= WHAT YOU ARE ASKED TO DO =
Find the line with "[(275, 274), (194, 230)]" in the entries below. Repeat it, every following line, and the line with "Target: white marking line on turf", exactly and with nothing added.

Dataset entries:
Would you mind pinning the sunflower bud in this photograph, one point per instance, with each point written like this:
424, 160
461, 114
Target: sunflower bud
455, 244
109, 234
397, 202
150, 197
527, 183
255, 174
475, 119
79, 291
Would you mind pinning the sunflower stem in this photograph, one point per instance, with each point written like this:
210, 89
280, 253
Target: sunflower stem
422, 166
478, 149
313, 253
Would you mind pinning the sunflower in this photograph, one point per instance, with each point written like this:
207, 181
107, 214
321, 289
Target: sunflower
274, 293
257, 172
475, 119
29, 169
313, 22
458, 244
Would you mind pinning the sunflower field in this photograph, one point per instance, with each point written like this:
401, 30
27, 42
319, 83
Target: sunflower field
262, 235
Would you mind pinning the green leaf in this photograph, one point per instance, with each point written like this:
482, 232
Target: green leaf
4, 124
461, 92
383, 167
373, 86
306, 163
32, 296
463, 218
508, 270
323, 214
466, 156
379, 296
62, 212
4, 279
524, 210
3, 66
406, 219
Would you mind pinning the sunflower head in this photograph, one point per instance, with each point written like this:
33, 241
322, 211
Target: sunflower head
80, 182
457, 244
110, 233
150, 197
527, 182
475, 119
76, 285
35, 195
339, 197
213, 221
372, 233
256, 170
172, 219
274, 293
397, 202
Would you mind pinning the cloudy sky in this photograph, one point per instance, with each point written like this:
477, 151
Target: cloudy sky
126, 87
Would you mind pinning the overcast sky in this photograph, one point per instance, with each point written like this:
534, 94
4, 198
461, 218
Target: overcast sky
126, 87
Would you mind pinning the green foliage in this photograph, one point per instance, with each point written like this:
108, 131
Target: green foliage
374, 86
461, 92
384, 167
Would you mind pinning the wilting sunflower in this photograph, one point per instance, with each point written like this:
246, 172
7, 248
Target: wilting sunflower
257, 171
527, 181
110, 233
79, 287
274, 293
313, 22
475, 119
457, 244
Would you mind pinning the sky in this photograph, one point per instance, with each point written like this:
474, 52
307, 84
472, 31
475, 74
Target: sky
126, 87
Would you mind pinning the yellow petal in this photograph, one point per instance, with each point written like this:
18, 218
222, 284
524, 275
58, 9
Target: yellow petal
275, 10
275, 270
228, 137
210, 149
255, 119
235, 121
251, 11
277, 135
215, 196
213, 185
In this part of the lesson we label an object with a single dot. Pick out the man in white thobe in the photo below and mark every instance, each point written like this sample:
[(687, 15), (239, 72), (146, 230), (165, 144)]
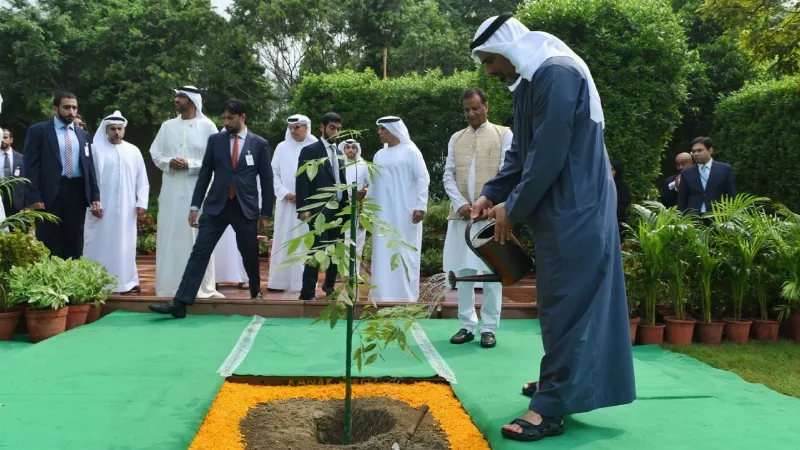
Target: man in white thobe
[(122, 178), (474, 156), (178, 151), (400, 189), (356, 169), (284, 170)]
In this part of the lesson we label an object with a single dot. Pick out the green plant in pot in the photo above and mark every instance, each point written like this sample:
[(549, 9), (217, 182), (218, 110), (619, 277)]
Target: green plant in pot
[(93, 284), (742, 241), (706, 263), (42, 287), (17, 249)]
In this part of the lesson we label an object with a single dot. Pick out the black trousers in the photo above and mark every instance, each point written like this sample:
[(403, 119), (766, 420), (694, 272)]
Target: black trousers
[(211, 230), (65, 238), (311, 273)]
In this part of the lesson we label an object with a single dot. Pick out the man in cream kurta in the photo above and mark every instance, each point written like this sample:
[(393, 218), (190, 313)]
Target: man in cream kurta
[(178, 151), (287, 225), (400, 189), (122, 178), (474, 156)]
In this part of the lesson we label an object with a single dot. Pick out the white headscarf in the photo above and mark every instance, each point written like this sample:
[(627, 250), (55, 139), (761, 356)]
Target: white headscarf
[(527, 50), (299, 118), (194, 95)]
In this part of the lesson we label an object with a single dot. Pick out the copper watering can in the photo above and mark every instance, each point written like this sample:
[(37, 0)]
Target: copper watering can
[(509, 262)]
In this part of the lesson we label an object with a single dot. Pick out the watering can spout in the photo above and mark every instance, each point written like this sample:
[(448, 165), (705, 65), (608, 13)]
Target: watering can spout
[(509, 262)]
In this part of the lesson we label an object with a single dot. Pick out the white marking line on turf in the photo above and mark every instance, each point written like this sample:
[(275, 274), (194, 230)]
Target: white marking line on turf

==

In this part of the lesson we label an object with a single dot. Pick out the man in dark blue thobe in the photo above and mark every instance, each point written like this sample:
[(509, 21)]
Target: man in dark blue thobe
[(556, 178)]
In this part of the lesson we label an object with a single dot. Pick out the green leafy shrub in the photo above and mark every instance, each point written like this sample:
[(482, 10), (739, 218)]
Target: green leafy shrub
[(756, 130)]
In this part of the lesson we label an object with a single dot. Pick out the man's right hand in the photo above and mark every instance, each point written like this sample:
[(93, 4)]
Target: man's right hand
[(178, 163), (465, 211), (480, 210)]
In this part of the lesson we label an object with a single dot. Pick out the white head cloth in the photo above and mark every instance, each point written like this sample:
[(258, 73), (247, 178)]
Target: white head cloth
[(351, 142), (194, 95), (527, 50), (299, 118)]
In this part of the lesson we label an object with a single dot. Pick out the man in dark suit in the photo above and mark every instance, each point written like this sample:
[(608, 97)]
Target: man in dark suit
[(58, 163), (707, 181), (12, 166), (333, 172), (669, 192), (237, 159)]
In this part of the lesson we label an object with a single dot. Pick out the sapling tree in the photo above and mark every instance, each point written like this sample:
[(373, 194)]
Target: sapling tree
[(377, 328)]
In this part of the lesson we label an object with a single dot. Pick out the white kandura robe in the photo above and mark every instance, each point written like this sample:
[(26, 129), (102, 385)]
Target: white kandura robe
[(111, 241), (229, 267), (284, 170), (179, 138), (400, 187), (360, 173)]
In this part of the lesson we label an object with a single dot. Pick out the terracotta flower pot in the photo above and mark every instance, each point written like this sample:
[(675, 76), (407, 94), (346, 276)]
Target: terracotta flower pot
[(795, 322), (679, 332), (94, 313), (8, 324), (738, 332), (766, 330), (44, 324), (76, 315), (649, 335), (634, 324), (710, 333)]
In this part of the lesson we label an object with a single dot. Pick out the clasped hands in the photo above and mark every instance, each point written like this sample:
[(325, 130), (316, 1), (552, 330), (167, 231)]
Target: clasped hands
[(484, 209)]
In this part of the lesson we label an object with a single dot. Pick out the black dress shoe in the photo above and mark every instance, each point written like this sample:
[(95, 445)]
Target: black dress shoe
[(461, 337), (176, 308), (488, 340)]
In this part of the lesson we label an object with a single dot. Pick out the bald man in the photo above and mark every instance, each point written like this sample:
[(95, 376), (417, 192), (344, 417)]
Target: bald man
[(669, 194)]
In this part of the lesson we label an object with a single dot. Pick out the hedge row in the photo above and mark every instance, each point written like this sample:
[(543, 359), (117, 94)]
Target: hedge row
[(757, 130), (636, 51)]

= SOLUTION FOR THIS PROBLEM =
[(275, 274), (194, 230)]
Target: white marking line on turf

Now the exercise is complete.